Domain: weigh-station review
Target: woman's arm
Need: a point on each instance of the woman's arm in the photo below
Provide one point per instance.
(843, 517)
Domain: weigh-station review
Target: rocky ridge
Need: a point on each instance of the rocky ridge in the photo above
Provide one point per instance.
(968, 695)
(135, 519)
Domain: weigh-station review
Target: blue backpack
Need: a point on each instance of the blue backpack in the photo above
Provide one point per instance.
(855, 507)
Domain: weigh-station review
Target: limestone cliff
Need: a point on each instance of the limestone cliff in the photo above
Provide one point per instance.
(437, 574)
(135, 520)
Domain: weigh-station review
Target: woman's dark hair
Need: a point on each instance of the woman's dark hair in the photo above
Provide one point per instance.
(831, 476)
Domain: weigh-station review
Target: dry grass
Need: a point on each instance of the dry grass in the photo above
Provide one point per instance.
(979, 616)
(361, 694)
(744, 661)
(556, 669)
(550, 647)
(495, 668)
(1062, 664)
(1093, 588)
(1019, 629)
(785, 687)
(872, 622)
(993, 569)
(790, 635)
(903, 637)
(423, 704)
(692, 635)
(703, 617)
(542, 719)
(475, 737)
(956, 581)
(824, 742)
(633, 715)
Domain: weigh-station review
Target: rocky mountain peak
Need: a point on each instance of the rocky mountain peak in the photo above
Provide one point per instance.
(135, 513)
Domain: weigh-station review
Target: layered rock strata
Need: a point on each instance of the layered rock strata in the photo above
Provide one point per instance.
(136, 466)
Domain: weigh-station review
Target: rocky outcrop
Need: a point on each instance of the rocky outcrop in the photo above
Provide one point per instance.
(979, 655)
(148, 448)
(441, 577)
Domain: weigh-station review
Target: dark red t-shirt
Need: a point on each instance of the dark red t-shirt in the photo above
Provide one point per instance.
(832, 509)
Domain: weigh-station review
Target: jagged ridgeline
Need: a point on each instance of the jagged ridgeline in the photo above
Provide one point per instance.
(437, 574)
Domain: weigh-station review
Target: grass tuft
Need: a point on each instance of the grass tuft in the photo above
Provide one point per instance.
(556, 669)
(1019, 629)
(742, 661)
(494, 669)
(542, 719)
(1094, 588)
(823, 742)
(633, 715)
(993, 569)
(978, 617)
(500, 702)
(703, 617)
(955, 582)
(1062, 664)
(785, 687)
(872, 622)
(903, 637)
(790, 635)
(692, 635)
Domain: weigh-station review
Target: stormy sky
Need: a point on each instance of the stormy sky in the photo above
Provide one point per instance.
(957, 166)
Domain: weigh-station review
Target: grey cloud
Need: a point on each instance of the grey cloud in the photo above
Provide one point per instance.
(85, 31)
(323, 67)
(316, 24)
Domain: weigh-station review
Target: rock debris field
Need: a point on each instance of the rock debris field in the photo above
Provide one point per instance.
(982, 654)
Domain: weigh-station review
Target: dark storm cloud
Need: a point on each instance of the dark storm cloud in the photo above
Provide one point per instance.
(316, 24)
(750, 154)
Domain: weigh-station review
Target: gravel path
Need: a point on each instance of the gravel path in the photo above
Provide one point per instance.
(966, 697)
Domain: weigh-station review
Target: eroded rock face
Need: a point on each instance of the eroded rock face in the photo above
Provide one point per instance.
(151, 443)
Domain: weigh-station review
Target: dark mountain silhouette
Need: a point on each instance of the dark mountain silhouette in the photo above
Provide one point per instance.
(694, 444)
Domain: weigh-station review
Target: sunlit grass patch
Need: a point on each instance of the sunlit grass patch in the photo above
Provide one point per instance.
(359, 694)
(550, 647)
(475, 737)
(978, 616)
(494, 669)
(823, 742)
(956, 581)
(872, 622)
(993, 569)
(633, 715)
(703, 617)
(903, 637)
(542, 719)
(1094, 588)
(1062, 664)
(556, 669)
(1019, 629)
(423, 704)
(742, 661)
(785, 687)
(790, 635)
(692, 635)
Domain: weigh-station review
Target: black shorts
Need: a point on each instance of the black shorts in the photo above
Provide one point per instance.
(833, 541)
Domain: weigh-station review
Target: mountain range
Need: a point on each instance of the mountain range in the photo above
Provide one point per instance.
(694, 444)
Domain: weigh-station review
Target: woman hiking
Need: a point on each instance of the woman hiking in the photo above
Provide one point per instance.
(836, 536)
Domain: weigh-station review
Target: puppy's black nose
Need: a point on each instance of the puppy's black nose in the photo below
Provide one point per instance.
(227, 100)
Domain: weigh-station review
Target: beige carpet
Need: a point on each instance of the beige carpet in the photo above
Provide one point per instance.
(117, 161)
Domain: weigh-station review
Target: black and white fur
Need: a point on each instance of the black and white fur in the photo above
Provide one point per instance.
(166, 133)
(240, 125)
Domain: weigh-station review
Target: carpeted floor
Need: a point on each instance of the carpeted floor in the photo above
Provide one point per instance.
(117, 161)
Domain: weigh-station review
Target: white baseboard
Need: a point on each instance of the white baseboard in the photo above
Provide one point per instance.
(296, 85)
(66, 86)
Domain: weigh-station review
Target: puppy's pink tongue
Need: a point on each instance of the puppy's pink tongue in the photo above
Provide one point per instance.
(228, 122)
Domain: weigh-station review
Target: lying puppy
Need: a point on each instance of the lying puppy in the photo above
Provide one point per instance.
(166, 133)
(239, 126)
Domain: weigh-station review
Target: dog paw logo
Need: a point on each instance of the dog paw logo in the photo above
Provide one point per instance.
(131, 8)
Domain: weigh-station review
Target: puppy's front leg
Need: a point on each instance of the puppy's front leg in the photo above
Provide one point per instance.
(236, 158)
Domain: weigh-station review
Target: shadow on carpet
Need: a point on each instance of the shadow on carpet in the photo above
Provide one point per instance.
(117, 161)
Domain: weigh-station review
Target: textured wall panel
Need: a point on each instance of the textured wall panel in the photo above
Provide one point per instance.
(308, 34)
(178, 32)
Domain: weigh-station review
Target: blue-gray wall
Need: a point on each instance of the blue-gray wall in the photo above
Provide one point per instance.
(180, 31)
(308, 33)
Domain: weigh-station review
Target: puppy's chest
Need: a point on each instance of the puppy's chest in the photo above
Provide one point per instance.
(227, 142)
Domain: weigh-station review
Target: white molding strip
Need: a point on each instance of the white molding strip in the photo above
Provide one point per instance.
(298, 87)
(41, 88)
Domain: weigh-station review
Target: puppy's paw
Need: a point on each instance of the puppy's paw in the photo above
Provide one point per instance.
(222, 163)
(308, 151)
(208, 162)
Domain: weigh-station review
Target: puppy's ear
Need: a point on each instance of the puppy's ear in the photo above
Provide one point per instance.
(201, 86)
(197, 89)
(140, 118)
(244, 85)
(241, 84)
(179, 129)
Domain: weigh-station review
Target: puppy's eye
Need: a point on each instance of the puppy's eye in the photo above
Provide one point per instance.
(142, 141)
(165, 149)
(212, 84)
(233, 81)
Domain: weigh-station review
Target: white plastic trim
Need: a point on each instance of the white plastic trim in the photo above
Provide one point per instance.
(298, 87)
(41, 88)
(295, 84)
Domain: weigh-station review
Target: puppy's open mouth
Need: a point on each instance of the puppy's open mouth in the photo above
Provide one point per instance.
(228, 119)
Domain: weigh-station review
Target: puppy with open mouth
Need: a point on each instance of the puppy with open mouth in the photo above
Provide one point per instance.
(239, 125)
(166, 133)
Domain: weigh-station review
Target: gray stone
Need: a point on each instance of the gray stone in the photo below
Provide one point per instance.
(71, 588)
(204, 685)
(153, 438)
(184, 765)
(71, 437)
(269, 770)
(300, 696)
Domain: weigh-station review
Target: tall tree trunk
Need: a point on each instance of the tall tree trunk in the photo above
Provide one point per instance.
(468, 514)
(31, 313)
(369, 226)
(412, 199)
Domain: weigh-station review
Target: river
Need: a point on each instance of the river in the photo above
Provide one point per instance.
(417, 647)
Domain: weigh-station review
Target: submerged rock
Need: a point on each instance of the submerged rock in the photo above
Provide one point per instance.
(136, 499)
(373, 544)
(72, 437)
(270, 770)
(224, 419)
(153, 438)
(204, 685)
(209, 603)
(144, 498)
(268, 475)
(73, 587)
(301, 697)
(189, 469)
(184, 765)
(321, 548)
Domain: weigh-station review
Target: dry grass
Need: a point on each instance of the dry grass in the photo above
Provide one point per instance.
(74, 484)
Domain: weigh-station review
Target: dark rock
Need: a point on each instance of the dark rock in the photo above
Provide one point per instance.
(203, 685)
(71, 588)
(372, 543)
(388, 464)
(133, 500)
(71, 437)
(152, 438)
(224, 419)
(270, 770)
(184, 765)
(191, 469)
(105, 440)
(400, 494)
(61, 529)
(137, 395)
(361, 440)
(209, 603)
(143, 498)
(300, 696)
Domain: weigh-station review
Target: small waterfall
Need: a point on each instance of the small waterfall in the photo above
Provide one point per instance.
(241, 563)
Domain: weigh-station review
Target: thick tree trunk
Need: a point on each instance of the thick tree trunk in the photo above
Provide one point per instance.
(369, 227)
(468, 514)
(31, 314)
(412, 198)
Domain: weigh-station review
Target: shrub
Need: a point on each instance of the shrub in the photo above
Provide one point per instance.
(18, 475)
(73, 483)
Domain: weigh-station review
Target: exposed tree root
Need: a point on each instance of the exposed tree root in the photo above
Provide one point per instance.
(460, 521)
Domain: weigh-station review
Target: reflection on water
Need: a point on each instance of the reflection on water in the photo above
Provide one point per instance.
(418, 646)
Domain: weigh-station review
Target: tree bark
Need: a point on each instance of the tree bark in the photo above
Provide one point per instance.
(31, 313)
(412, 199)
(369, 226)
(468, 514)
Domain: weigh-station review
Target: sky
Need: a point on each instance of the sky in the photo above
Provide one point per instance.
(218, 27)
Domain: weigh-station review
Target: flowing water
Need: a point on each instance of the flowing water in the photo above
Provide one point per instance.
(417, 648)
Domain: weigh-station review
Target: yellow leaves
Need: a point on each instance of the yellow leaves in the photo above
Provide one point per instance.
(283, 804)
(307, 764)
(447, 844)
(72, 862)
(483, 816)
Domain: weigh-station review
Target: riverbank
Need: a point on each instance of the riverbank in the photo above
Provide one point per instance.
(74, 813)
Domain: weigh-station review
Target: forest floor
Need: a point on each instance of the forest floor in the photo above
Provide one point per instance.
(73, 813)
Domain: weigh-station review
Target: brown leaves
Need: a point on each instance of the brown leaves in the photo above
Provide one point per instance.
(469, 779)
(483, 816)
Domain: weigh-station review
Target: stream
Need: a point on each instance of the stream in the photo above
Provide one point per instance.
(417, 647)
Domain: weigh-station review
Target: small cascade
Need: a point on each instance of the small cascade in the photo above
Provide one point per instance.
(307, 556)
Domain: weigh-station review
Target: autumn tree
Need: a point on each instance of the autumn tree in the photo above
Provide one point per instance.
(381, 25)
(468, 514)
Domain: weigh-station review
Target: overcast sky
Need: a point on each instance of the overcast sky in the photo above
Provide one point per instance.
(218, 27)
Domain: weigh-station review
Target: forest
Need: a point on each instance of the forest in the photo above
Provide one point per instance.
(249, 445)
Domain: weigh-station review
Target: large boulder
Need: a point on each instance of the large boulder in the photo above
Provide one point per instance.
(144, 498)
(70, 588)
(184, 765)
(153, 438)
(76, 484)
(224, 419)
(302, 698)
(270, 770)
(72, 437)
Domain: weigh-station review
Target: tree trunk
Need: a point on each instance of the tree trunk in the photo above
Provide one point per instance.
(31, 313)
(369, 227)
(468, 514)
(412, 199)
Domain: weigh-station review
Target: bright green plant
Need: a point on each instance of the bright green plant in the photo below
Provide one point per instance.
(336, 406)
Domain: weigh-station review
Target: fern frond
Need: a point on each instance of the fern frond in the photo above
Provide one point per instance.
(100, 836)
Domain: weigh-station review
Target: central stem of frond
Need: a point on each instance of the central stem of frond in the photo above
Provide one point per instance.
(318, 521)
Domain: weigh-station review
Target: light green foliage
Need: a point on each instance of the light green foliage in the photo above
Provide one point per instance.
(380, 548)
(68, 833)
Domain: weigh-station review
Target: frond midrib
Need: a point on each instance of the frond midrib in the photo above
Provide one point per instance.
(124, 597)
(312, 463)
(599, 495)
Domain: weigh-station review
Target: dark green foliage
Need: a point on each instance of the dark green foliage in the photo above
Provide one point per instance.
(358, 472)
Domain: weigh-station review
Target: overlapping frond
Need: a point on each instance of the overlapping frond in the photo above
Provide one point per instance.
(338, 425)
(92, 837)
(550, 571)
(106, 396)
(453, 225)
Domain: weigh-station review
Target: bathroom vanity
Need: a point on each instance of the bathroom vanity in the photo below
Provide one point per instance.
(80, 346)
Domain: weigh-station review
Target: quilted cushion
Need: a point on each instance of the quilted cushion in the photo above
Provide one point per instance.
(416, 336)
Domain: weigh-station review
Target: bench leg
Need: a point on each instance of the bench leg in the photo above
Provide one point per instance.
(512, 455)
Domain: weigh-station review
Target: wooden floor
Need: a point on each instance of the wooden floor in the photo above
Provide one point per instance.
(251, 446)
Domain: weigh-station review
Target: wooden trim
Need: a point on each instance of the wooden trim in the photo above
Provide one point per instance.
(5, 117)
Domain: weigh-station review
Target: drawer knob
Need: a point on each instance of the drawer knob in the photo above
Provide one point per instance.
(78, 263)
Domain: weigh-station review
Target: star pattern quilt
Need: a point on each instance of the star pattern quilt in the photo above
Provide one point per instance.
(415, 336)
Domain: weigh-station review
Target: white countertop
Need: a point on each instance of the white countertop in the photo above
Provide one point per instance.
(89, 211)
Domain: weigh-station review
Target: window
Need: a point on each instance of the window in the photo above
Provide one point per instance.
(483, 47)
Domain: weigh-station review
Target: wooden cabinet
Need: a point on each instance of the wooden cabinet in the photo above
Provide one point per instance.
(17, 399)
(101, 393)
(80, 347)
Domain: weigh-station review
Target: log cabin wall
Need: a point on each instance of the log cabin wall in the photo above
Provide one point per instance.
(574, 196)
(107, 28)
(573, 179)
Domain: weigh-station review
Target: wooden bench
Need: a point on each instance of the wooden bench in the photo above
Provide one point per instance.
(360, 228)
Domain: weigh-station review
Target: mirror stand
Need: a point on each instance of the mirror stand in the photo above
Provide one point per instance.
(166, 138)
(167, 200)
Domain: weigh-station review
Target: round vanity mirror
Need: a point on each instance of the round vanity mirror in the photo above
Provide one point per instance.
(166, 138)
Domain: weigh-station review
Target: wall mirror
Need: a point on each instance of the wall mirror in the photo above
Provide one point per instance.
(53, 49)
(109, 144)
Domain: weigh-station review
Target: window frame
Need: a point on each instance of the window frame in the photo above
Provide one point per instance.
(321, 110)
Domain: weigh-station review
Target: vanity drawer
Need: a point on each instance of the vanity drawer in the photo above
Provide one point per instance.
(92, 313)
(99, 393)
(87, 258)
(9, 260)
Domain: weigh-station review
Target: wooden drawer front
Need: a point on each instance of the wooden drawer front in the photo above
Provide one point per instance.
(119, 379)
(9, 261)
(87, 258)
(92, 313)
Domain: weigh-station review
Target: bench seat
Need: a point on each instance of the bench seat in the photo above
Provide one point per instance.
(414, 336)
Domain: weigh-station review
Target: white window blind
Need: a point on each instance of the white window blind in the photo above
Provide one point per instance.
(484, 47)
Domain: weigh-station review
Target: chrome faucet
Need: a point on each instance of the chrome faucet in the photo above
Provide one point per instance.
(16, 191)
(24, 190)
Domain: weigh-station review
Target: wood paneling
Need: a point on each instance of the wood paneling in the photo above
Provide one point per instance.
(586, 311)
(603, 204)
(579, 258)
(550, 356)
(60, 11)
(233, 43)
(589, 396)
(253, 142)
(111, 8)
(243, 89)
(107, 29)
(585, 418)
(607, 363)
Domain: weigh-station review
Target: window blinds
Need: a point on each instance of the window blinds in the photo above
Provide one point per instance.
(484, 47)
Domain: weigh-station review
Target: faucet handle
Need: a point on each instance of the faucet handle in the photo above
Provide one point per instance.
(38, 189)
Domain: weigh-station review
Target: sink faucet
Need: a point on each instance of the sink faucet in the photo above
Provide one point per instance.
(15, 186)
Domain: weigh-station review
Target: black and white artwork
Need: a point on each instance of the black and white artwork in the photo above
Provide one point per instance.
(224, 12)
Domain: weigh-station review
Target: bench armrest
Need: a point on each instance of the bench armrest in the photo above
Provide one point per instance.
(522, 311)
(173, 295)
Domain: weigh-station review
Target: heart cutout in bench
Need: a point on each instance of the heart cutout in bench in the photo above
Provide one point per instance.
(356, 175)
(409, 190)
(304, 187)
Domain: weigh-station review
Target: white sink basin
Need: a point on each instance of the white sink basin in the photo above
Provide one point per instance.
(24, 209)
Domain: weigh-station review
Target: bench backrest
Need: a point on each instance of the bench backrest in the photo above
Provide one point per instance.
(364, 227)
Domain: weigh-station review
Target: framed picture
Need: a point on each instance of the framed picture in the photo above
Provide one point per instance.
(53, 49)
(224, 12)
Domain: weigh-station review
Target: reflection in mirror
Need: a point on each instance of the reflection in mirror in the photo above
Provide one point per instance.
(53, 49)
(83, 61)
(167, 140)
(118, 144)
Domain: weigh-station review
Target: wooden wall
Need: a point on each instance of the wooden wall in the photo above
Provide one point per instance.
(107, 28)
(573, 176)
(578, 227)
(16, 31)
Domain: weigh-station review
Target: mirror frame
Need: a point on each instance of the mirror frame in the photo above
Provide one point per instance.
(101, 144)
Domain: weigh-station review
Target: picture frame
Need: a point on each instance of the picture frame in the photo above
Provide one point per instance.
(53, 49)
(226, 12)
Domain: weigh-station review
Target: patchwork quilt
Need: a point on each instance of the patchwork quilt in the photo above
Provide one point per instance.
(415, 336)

_Written request_:
Return each line from the entries above that contains the string "silhouette".

_Expected answer_:
Target: dark mountain silhouette
Need: a point on each instance of the dark mountain silhouette in the photo above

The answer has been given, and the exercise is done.